**Fragmento del documento**
--- --- ---
Un poco más joven, sesenta y cinco años, este otoño anda dando la vuelta a la tierra para que se oree con el agua y las heladas, ya ha sembrado las habas y los guisantes que recogerá esta primavera, y para este invierno cuenta con más de mil puerros y algunas coles para ella y sus tres hijos y sus seis nietos. La conocen y saludan los petirrojos del entorno cuando está en la huerta, los sapaburus que se crían en los bidones donde recoge el agua de lluvia para regar, todos los gatos de la vecindad.

Ellas y muchas más mujeres campesinas son lo que queda de un tiempo en que la mujer era el eje de la vida de los caseríos, la gestora de la tierra y el ganado, la vendejera los fines de semana. Ellas, las de antes, y otras más jóvenes, que dan vida a explotaciones agrícolas de nuevo cuño, a fórmulas de agricultura ecológica, a queserías de queso Idiazabal…

Ellas, avanzadilla de todo un tercer mundo en el que la mujer es protagonista y soporta casi al 100% el trabajo y la responsabilidad de producir y recoger los alimentos para toda la familia y para todo el pueblo, de defender la agricultura contra los “lobos rapaces” que pretenden convertir la tierra en una fabrica de dinero, y pingües beneficios, aunque sea a costa de matar de hambre y borrar del mapa a pueblos enteros, y de convertir sus territorios en secos desiertos.
--- --- ---
**Extractos de datos de señalamiento**
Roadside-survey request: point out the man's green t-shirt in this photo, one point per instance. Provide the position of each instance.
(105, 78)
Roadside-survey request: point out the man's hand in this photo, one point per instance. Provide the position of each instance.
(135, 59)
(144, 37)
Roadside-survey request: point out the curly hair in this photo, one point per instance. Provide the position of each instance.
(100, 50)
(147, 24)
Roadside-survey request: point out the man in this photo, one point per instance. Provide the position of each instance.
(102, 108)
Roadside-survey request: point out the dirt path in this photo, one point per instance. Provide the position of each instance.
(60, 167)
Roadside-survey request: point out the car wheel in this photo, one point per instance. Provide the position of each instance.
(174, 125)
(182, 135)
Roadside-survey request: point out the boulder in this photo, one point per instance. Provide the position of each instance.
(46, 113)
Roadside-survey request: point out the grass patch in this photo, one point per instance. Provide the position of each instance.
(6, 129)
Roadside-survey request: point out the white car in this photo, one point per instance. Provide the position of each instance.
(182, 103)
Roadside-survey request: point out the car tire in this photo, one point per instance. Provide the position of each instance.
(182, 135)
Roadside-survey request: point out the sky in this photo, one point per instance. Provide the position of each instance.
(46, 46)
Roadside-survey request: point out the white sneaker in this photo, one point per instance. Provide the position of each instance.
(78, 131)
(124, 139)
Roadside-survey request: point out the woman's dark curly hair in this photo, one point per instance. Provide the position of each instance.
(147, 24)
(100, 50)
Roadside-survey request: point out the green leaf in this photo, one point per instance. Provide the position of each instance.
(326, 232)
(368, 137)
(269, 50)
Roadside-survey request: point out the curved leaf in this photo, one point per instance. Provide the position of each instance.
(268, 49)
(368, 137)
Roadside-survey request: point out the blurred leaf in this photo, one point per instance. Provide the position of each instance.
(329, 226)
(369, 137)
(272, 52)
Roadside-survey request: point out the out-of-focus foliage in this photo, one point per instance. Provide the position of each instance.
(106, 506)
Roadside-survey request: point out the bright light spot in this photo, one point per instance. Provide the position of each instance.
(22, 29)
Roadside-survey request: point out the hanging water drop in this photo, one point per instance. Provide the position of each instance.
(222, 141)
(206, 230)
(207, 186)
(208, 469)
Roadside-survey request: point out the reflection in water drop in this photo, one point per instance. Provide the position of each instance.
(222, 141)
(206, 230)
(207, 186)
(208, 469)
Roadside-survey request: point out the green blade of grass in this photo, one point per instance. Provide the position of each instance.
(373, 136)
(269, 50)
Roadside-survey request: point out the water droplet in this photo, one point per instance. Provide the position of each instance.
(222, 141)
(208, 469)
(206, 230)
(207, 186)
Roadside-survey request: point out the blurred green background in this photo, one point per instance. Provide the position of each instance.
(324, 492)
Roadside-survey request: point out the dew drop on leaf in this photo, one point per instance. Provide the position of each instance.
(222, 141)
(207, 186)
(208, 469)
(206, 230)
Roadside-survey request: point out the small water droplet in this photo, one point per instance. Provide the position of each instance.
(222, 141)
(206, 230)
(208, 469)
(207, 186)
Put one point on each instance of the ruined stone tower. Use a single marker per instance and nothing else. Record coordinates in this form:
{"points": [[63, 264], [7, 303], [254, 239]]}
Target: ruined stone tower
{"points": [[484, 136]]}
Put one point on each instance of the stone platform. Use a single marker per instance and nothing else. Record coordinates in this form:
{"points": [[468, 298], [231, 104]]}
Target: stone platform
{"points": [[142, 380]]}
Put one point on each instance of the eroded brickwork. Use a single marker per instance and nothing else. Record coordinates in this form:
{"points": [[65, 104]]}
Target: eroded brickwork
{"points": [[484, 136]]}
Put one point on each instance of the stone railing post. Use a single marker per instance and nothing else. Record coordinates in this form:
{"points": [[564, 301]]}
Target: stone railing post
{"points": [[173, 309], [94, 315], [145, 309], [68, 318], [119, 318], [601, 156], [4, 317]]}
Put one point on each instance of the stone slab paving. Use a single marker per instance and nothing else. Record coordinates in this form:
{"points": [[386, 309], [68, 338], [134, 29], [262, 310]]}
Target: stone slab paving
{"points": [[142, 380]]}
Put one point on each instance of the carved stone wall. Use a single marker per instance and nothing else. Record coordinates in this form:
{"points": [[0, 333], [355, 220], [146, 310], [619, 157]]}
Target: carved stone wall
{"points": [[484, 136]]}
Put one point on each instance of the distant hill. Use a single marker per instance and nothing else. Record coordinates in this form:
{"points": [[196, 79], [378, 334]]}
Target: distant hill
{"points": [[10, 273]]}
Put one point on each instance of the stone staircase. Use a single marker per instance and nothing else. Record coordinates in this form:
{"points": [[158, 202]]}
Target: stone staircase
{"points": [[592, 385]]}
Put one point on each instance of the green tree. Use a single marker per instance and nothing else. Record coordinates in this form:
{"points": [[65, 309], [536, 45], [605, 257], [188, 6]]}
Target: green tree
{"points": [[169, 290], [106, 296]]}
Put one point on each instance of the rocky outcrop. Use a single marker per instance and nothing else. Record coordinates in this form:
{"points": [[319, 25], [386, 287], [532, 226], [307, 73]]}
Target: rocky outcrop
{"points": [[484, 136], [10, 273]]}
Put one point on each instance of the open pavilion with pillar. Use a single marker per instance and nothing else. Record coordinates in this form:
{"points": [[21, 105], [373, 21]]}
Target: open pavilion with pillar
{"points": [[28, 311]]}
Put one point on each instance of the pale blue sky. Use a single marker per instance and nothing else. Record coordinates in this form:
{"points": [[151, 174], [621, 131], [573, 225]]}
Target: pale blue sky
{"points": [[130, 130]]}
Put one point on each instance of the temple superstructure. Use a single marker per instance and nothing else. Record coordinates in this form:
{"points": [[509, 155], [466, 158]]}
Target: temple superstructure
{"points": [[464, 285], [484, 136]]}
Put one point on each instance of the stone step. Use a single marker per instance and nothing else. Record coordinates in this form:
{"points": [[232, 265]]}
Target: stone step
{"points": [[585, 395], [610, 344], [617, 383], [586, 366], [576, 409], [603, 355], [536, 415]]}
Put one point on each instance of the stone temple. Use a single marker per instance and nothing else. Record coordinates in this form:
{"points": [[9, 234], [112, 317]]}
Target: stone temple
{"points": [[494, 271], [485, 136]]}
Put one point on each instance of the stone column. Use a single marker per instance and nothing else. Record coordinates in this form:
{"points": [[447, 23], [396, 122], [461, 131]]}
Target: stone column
--- --- ---
**Objetivo del ejercicio**
Según el fragmento sobre las mujeres campesinas, ¿qué ha sembrado ya este otoño la mujer de sesenta y cinco años?

**Respuesta escrita**
Las habas y los guisantes.